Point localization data
================
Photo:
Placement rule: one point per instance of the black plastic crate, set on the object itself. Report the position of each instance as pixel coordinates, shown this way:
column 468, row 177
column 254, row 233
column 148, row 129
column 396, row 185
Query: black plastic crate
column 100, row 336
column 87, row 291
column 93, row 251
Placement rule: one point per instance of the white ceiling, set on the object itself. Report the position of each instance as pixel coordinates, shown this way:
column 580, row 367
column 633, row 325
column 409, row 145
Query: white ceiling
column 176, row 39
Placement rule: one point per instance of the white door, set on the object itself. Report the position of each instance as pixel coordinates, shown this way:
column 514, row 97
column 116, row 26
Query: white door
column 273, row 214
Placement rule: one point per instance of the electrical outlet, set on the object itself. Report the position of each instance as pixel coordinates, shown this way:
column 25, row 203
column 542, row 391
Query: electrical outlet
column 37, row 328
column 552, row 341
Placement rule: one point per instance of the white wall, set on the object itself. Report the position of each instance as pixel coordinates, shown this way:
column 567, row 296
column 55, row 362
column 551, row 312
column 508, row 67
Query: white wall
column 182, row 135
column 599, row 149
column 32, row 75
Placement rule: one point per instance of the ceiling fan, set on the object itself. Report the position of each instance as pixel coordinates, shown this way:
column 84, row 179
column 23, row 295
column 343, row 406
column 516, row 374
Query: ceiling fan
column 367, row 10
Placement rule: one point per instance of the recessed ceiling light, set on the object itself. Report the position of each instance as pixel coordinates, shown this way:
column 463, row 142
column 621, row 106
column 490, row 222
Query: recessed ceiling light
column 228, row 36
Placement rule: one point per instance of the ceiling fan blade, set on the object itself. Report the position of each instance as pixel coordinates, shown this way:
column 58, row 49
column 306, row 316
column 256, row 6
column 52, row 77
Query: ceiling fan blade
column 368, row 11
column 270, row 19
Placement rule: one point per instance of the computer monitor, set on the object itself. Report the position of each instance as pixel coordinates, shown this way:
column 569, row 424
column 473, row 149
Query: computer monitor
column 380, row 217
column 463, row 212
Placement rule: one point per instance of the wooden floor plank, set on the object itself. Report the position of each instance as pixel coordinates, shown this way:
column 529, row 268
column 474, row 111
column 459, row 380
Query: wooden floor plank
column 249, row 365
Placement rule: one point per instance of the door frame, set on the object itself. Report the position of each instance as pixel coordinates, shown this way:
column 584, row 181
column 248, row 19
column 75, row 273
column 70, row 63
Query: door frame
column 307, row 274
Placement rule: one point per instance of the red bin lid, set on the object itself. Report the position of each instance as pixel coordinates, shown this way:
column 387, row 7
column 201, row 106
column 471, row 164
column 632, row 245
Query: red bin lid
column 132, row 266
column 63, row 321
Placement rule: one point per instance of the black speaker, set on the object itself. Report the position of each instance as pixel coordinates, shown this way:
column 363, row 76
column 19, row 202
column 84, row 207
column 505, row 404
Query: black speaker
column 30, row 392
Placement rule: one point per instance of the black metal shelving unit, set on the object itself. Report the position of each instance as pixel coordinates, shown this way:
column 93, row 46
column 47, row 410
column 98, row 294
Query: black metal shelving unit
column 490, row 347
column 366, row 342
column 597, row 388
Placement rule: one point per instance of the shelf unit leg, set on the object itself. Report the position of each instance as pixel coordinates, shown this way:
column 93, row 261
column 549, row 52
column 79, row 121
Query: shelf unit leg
================
## Task directions
From the first line of the entries above to the line with "column 25, row 203", please return every line exactly, keeping both ends.

## Written answer
Photo:
Placement rule: one point per instance of the black plastic crate, set on the object itself. Report the position of each instance as pixel coordinates, shown this way:
column 468, row 177
column 254, row 233
column 148, row 129
column 396, row 185
Query: black plastic crate
column 100, row 336
column 87, row 291
column 93, row 251
Placement rule: one point per instance of the white ceiling, set on the object itself. Report the position of each instance as pixel coordinates, shown this way:
column 580, row 367
column 633, row 325
column 409, row 145
Query: white ceiling
column 176, row 39
Placement rule: one point per instance of the white door, set on the object itself. Report the position of each instance as pixel coordinates, shown this way:
column 514, row 97
column 116, row 26
Query: white door
column 273, row 214
Placement rule: one point per instance of the electrical outlet, set on the object itself. Report the position of each instance as pixel coordinates, shown this way:
column 25, row 203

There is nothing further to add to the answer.